Task to carry out
Give back only the lines in the records below from the one with "bridge railing, with integer pixel coordinates." to the one with "Expected output: a single point for each instance of the mooring", both inclusive, word for word.
= Beginning of Section =
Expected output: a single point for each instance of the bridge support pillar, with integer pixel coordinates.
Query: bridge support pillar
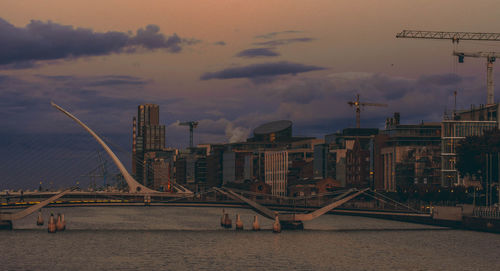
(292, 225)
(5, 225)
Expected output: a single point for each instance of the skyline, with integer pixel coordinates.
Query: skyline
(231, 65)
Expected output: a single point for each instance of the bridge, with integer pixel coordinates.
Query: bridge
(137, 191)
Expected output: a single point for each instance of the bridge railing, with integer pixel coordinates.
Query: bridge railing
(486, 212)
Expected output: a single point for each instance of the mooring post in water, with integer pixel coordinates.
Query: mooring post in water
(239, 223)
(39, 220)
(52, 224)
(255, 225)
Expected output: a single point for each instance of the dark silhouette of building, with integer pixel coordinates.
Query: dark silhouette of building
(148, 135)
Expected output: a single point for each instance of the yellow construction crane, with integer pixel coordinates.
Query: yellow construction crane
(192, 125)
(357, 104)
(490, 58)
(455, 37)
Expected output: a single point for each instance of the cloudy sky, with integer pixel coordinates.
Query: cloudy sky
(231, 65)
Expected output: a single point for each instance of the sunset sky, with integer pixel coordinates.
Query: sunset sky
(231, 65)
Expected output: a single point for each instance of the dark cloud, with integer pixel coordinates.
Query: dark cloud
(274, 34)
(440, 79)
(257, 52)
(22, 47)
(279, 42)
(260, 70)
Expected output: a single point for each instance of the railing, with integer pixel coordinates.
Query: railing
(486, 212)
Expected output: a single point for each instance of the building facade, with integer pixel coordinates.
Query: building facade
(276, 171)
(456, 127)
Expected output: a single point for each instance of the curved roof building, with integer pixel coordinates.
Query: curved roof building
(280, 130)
= End of Section =
= Beginning of Section =
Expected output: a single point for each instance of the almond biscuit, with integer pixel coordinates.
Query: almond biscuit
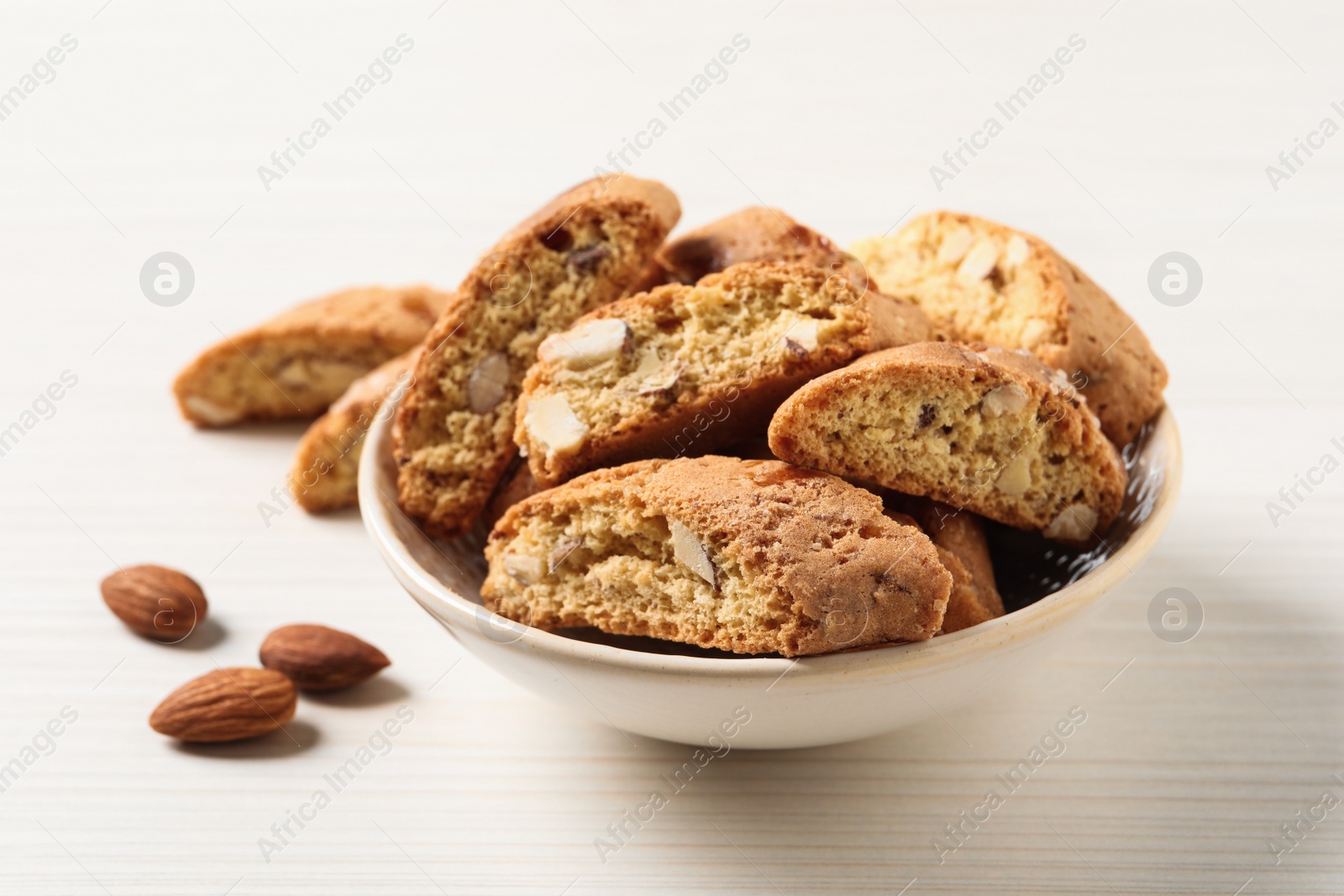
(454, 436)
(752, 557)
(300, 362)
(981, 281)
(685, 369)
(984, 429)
= End of Section =
Finished exercise
Expected output: a single point for each instance of the bridge railing, with integer pixel coordinates.
Query: bridge railing
(486, 212)
Expected output: a single point for each instance of the mooring post in water, with integer pixel coordinates.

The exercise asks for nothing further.